The exercise:
Rewrite every line of the items below, requests included, scaling each point coordinate in the answers by 1.75 and rounding to the nearest whole number, with halves rounded up; the numbers in the requests, including their format samples, stay unchanged. Leave the pictures out of your reply.

BEGIN Input data

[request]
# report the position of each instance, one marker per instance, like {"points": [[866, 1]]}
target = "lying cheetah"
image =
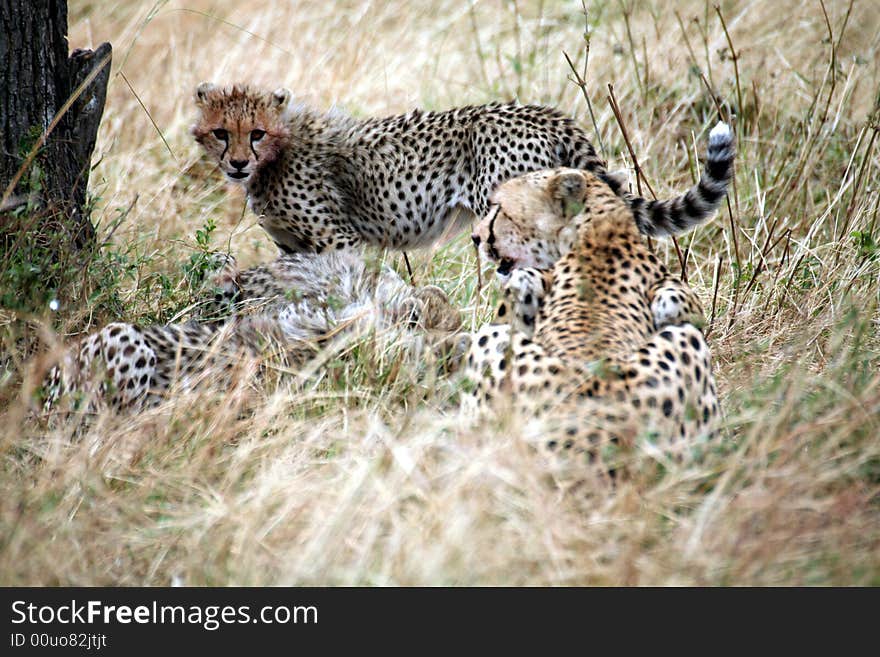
{"points": [[291, 306], [327, 181], [607, 338]]}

END Input data

In response:
[request]
# report the position of each instance, one marker per instance, like {"points": [[866, 1]]}
target = "lying cheetah"
image =
{"points": [[509, 536], [572, 317], [1062, 592]]}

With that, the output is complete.